> Text
▶
[Eeglablist] AMICA15 segmentation fault

Norman Forschack forschack at cbs.mpg.de
Wed Dec 16 14:09:39 PST 2015


Got you, that's very helpful. I think you could assemble all your excellent communication from eeglablist archive and, with a little formatting, come up with a very nice paper.
I wish you well and merry xmas!
Norman

----- On Dec 16, 2015, at 10:44 PM, Jason Palmer japalmer29 at gmail.com wrote:

> For full rank data, the default is to use the inverse "symmetric square root" of
> the covariance matrix, which basically rotates back from the eigenspace into
> the data space, after scaling to unity along the eigendimensions. For full rank
> data, this will essentially give a starting point to ICA that is closer to the
> optimum than the eigenvector basis, which looks like checkerboard after the
> first few eigenvectors. When you are reducing rank, the "rotation back" to the
> data space isn't uniquely defined as in the full rank case (just the inverse of
> the eigenprojection). The least squares tries to match the channels with
> largest variance. This is usually much closer to the data space than just the
> eigenbasis itself. It will always reduce dimensions less than mineig, and more
> only if pcakeep is less than that. With "approximate sphering" it will use the
> symmetric sqrt for full rank data, and approximate the inverse rotation in a
> smaller space when dimensions are removed. It should really only affect the
> starting point and how long it takes to converge to the actual ICA optimized
> solution, but given that it takes a long time anyway, starting closer to the
> solution can save a lot of iterations/time (so do_approx_sphere is
> recommended). "Sphering" is how the symmetric sqrt cov matrix decorrelation is
> referred to, as opposed to simple projection onto the eigenvectors (to use the
> "principle components" as initial activations and eigenvectors as initial maps.
◀
> Given entries
▶
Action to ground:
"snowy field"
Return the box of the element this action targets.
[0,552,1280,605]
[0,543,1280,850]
◀
▶
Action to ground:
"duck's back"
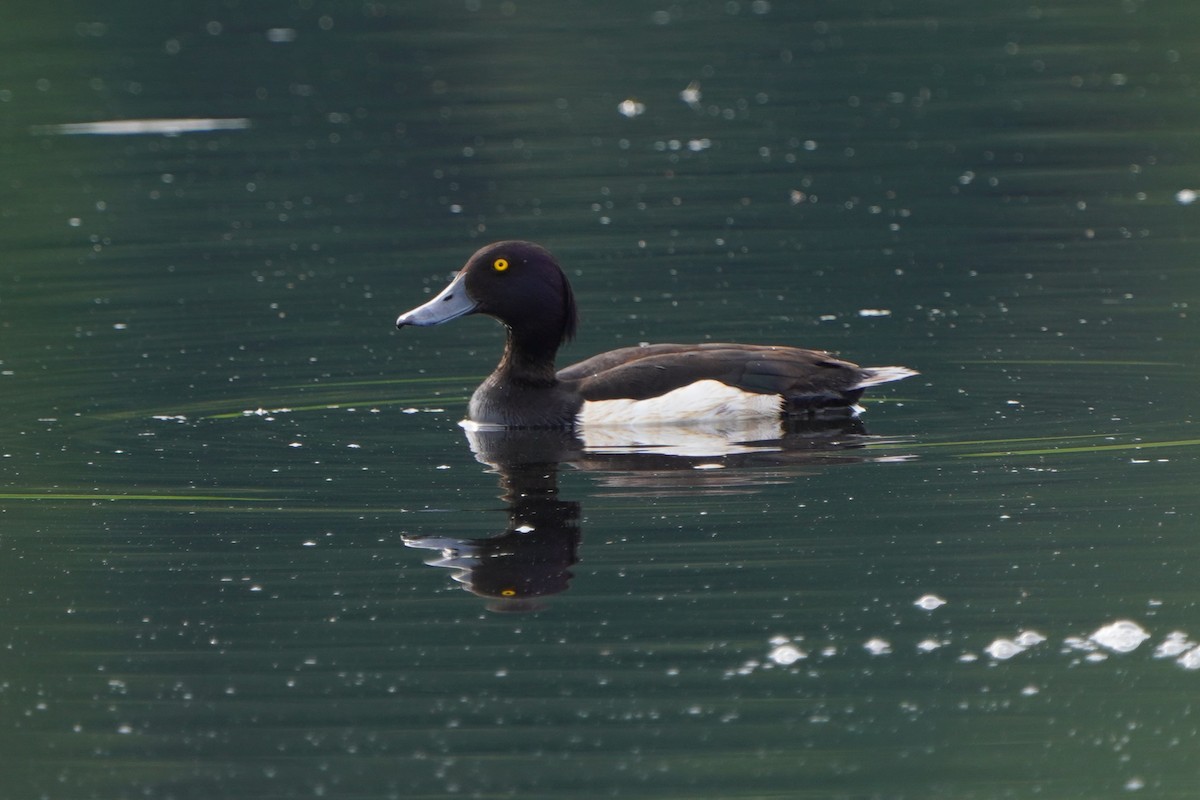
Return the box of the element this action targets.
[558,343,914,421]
◀
Give the passage of the AMICA forum message starting at "Got you, that's" and ending at "and merry xmas!", with "paper" replaced by "article".

> Result of the exercise
Got you, that's very helpful. I think you could assemble all your excellent communication from eeglablist archive and, with a little formatting, come up with a very nice article.
I wish you well and merry xmas!